Assignment ->
Return only the lines from the top of the data down to the one that holds "column 102, row 65", both included, without any pictures.

Saved entries ->
=== Section Start ===

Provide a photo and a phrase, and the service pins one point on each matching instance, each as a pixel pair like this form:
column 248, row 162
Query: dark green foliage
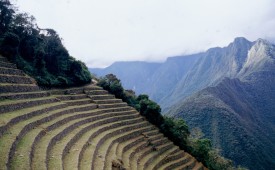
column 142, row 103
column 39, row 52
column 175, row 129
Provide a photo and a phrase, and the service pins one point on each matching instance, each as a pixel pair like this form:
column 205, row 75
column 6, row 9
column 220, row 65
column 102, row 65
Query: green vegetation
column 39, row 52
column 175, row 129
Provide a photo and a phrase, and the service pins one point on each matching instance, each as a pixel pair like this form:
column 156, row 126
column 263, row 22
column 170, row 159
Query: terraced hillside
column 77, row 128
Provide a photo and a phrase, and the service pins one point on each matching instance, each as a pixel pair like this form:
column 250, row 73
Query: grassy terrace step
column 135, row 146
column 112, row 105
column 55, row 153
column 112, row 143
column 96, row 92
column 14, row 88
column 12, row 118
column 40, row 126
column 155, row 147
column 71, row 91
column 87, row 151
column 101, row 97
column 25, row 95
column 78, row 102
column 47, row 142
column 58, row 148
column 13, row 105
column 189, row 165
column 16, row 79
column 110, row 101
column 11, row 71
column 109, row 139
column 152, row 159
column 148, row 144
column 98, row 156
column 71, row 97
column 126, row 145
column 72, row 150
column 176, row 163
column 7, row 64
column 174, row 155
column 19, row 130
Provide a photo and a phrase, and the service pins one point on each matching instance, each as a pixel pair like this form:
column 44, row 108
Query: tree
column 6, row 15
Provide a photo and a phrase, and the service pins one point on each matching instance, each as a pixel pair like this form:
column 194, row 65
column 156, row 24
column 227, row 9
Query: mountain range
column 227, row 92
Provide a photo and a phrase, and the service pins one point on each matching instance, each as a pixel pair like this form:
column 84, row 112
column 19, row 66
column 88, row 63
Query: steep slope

=== Section End ===

Output for this task ->
Provide a photo and a phrase, and the service pins one point on each matching instance, each as a pixel pair like this form:
column 248, row 162
Query: dark green foliage
column 142, row 103
column 39, row 52
column 175, row 129
Provide a photo and a phrase, and the service pins one point on each matching instance, each as a pixel pair like this form:
column 205, row 75
column 6, row 9
column 220, row 65
column 102, row 65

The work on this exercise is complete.